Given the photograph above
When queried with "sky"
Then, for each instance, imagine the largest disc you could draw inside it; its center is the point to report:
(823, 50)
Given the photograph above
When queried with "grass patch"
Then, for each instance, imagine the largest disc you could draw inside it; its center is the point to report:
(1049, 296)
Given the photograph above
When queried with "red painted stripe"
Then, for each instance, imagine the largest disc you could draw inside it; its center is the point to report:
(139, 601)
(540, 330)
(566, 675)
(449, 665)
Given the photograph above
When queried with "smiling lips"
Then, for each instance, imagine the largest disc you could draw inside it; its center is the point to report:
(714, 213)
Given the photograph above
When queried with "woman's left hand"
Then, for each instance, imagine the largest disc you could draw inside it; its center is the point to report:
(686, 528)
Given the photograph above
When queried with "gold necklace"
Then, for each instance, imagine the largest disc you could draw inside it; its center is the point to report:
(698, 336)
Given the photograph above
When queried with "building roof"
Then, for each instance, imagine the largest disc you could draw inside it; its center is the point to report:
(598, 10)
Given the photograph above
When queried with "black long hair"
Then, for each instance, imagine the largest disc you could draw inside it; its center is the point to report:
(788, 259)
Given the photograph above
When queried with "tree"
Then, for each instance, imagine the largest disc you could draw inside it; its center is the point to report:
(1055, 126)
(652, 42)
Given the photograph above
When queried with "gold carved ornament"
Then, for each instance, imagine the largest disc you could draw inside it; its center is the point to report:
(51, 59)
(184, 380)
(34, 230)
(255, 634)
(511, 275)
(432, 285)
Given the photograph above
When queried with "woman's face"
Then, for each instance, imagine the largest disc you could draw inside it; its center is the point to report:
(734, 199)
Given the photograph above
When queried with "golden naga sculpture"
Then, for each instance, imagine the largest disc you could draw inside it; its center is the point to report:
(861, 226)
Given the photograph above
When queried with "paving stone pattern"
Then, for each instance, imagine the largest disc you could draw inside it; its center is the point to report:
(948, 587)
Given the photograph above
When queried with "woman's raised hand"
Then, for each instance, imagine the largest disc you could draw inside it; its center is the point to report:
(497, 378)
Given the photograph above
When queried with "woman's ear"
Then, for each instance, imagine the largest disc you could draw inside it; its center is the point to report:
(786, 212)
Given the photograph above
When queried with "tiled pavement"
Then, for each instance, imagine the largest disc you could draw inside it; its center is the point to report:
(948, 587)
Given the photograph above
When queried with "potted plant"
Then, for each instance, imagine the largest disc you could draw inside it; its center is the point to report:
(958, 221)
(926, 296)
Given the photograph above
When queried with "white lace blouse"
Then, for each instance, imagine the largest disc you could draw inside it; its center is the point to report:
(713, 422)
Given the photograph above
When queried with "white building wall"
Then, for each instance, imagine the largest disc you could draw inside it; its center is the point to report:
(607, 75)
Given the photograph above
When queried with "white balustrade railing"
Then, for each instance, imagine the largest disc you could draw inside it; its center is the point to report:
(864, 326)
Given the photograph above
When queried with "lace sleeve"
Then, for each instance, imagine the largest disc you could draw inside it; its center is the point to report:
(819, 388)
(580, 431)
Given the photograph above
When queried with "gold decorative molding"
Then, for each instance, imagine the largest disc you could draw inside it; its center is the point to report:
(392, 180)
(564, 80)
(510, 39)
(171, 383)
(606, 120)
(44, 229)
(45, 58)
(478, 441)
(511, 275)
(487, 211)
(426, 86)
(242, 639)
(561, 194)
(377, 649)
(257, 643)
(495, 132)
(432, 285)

* * *

Work instructions: All lines that hold the word "woman" should be copied from the data.

Result below:
When queried with "woman's left hand"
When queried with "woman's face"
When queried with "woman's raised hand"
When queried with "woman's ear"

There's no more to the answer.